Excerpts from a pointing dataset ->
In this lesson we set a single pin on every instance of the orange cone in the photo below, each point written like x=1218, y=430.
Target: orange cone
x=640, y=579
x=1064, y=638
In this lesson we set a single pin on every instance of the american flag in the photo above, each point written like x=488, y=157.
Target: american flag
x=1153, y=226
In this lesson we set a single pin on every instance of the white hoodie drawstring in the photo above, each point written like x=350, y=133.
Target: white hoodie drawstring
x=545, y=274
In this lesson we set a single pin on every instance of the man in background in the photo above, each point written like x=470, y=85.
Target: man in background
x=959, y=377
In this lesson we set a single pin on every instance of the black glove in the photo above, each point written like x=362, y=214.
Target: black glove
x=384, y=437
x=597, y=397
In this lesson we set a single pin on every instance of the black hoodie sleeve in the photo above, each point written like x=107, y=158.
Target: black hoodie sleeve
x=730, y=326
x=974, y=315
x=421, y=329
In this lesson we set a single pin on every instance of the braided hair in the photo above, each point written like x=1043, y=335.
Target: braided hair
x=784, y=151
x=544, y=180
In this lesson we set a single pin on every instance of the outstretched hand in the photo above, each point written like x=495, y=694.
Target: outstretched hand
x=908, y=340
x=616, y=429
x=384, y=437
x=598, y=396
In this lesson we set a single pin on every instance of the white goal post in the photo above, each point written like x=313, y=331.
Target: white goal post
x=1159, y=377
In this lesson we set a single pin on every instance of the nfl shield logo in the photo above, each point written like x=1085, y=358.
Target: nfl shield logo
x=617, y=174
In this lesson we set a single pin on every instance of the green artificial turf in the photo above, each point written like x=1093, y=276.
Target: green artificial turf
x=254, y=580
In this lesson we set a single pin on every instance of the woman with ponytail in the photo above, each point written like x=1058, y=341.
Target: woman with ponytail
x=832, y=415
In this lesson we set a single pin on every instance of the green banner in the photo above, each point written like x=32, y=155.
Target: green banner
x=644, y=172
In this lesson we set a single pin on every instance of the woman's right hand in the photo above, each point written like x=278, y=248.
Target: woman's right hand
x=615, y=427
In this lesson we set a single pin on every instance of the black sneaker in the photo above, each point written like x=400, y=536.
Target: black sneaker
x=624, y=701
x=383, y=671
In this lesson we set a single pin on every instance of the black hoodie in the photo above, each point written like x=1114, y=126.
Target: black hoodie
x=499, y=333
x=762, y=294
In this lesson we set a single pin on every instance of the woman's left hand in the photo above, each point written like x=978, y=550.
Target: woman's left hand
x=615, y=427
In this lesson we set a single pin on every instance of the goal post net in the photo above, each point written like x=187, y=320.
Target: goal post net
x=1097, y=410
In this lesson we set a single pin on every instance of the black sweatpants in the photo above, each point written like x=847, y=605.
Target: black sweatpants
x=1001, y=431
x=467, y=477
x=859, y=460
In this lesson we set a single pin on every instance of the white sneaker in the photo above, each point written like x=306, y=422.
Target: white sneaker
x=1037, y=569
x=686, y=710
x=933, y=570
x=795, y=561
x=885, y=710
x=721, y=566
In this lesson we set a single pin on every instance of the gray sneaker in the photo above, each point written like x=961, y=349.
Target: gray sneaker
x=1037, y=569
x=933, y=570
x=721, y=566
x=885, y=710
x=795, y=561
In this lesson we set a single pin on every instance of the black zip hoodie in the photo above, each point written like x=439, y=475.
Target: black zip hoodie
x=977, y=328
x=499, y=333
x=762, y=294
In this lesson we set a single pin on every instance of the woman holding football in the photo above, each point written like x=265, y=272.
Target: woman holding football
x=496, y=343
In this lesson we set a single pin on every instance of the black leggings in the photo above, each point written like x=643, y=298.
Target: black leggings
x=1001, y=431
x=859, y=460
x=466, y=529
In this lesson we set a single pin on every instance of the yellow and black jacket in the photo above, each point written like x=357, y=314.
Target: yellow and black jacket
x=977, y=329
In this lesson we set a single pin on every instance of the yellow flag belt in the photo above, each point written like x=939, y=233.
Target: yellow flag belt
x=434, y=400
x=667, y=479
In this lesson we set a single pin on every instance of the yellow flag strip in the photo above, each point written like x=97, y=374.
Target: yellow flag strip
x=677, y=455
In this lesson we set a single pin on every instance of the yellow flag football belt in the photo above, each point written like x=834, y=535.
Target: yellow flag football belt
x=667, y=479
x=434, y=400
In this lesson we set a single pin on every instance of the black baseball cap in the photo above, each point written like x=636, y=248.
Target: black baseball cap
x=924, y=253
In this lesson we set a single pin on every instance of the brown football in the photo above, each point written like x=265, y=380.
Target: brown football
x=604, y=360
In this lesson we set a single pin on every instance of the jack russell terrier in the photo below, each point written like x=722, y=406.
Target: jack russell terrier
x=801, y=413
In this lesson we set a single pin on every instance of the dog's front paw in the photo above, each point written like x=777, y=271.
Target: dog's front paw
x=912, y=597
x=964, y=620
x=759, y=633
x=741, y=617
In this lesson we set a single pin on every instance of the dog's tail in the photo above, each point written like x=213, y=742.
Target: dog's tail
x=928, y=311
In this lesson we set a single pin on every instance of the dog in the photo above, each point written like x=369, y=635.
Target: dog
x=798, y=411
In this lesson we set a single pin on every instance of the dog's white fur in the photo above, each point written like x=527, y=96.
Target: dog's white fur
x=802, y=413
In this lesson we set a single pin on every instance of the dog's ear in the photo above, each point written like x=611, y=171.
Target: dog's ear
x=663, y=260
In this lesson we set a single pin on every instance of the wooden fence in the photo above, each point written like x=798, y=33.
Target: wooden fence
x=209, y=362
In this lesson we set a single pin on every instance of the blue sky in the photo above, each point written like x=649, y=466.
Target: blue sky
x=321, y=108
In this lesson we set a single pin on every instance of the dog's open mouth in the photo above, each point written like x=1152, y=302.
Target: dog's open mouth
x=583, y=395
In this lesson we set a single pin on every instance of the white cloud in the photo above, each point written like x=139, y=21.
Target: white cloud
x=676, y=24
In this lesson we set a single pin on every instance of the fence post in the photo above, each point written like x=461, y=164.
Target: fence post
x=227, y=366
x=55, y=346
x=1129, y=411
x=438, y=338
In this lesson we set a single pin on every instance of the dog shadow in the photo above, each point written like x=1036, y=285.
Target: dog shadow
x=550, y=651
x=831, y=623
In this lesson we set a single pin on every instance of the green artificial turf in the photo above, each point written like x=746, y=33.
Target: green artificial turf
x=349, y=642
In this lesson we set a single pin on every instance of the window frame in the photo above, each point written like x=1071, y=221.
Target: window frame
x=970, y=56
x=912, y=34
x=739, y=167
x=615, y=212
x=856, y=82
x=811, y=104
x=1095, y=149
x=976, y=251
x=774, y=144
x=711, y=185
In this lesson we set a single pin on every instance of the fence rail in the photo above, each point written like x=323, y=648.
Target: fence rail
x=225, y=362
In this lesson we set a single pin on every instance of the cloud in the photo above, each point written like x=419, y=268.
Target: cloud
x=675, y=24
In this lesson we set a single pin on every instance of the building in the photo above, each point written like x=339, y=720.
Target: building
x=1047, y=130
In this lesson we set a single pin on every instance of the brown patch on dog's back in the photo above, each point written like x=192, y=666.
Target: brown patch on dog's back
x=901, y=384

Written exercise -> Reproduce every item above line by line, with no changes to any wording, number, or punctuation.

Answer for the task ->
In this lesson we set a single pin on every instance of the orange cone in the photo below, each point written like x=1218, y=430.
Target: orange cone
x=640, y=579
x=1064, y=638
In this lesson we set a single pin on every instance of the american flag in the photo above, each point written like x=488, y=157.
Target: american flag
x=1153, y=226
In this lesson we set a single pin on every instance of the white hoodie drawstring in the photo above, each point written like x=350, y=133.
Target: white hoodie drawstring
x=545, y=274
In this lesson we set a single pin on every instance of the man in background in the photo above, each point written like x=470, y=85.
Target: man in background
x=959, y=377
In this lesson we set a single pin on every instance of the black glove in the photo above, each point written like x=362, y=214.
Target: black glove
x=384, y=437
x=597, y=397
In this lesson we set a single pin on every instance of the black hoodie sleeve in the photo above, each point written like x=107, y=158.
Target: black hoodie sleeve
x=730, y=326
x=974, y=315
x=421, y=329
In this lesson we set a single pin on every instance of the braided hair in the photo above, each point written like x=1043, y=335.
Target: braided hair
x=784, y=151
x=544, y=180
In this lesson we set a single pin on every instance of the outstretched hand in the photo above, each point written like x=495, y=694.
Target: outstretched hand
x=908, y=340
x=616, y=429
x=384, y=437
x=598, y=396
In this lesson we set a single pin on every instance of the white goal post in the photo above, each point written like x=313, y=331.
Target: white goal post
x=1159, y=377
In this lesson we set a single pin on every instance of the nfl shield logo in the photo above, each point written like x=1085, y=358.
Target: nfl shield logo
x=617, y=174
In this lesson we set a single pin on every instance of the green artificial turf in the photo above, each point written like x=1093, y=276.
Target: green artificial turf
x=254, y=580
In this lesson we set a single pin on every instance of the woman with ponytail in the photo above, each point written like x=1058, y=341.
Target: woman with ponytail
x=832, y=415
In this lesson we set a single pin on every instance of the green banner in the photo above, each point written like x=32, y=155.
Target: green banner
x=644, y=172
In this lesson we set a single pin on every instance of the woman's right hand in the photo above, each point written like x=278, y=248.
Target: woman's right hand
x=615, y=427
In this lesson we set a single pin on every instance of the black sneaker in the photo above, each point written like x=400, y=536.
Target: black sneaker
x=624, y=701
x=383, y=671
In this lesson we set a single pin on every instance of the black hoodie in the photo above, each point written like x=1114, y=126.
Target: black hoodie
x=499, y=333
x=762, y=294
In this lesson we set a single pin on every instance of the woman's left hand in the photo above, each point written like x=978, y=550.
Target: woman's left hand
x=615, y=427
In this lesson we set a single pin on every instance of the goal post net in the photo above, each point written like x=187, y=320.
Target: goal post net
x=1097, y=410
In this lesson we set a single pin on every instance of the black sweatpants in the photo above, each point written like x=847, y=605.
Target: black sweatpants
x=1001, y=431
x=467, y=477
x=859, y=460
In this lesson we set a single pin on every instance of the white sneaker in the photo above, each point written like x=306, y=422.
Target: white sneaker
x=1037, y=569
x=686, y=710
x=933, y=570
x=795, y=561
x=885, y=710
x=721, y=566
In this lesson we set a single pin on every instance of the gray sneaker in the photo above, each point written like x=961, y=349.
Target: gray sneaker
x=1037, y=569
x=933, y=570
x=721, y=566
x=885, y=710
x=795, y=561
In this lesson we set a single pin on every instance of the black zip hoodie in the photo above, each point written like x=439, y=475.
Target: black zip hoodie
x=977, y=328
x=499, y=333
x=762, y=294
In this lesson we set a single pin on every instance of the woman holding football in the photo above, each point written like x=265, y=272.
Target: woman holding football
x=496, y=343
In this lesson we set a single pin on every instance of the black leggings in the photo above, each point written like x=643, y=298.
Target: black leggings
x=1001, y=431
x=859, y=460
x=466, y=529
In this lesson we set a single pin on every instance of the yellow and black jacket in the photo above, each point written like x=357, y=314.
Target: yellow and black jacket
x=977, y=329
In this lesson we set a single pin on every instance of the yellow flag belt in the photo above, each point written like x=939, y=233.
Target: yellow flag belt
x=434, y=400
x=667, y=479
In this lesson we set a single pin on every instance of the yellow flag strip in the photo above, each point written like x=97, y=374.
Target: yellow flag strip
x=677, y=455
In this lesson we set a single pin on every instance of the yellow flag football belt in the photo above, each point written like x=834, y=535.
Target: yellow flag football belt
x=667, y=479
x=434, y=400
In this lesson we set a single pin on every instance of the black baseball cap in the photo above, each point written like x=636, y=248.
Target: black baseball cap
x=924, y=253
In this lesson we set a single pin on every instance of the brown football in the photo above, each point written like x=265, y=380.
Target: brown football
x=604, y=360
In this lesson we set a single pin on every instance of the jack russell terrier in the photo below, each point written like x=722, y=406.
Target: jack russell terrier
x=801, y=413
In this lesson we set a single pin on every instance of the dog's front paw in the photo above, each point written like x=777, y=271.
Target: dog's front paw
x=912, y=597
x=964, y=620
x=759, y=633
x=741, y=617
In this lesson we set a single pin on every instance of the dog's tail in the photo above, each point written like x=213, y=742.
Target: dog's tail
x=928, y=311
In this lesson we set a single pin on every instance of the dog in the photo above, each point written like x=369, y=635.
Target: dog
x=798, y=411
In this lesson we set a single pin on every instance of the dog's white fur in the photo above, each point written like x=527, y=96.
Target: dog's white fur
x=802, y=413
In this lesson we set a single pin on every instance of the dog's ear in the photo above, each point written like x=611, y=171.
Target: dog's ear
x=663, y=260
In this lesson we set a single pin on every instance of the wooden fence in the photo above, each point written like x=798, y=33.
Target: wooden fence
x=209, y=362
In this lesson we set a single pin on every instance of the blue sky in the photo above, each point written like x=649, y=466.
Target: blue sky
x=321, y=108
In this lesson we set a single pin on every instance of the dog's open mouth in the photo above, each point written like x=1152, y=302.
Target: dog's open mouth
x=583, y=395
In this lesson we set a single pin on every instance of the white cloud in the photo above, each point written like x=139, y=21.
Target: white cloud
x=676, y=24
In this lesson we set a single pin on every instance of the fence post in the photo above, each point written like x=461, y=164.
Target: fence post
x=227, y=366
x=55, y=346
x=1129, y=411
x=438, y=338
In this lesson we set a single pin on every instance of the dog shadow in the photo above, each point written like x=1036, y=285.
Target: dog shadow
x=550, y=651
x=831, y=623
In this lesson we set a single pin on every instance of the green artificial turf in the photo above, each point written like x=746, y=33.
Target: green artificial turf
x=349, y=642
In this lesson we set a single pin on every instance of the window frame in the photo above, each point written like x=1071, y=221.
Target: window frame
x=970, y=56
x=912, y=34
x=739, y=167
x=615, y=212
x=856, y=82
x=811, y=104
x=1095, y=149
x=976, y=251
x=774, y=144
x=711, y=185
In this lesson we set a single pin on every instance of the fence rail in the photo above, each point written like x=323, y=648.
Target: fence rail
x=225, y=362
In this lesson we set a single pin on every instance of the cloud in the photo above, each point written like x=419, y=268.
Target: cloud
x=675, y=24
In this lesson we set a single pin on every instance of the building in the photo above, each point written like x=339, y=720.
Target: building
x=1047, y=130
In this lesson we set a single pin on every instance of the brown patch on dog's back in the photo above, each point written like x=192, y=666.
Target: brown patch on dog's back
x=901, y=384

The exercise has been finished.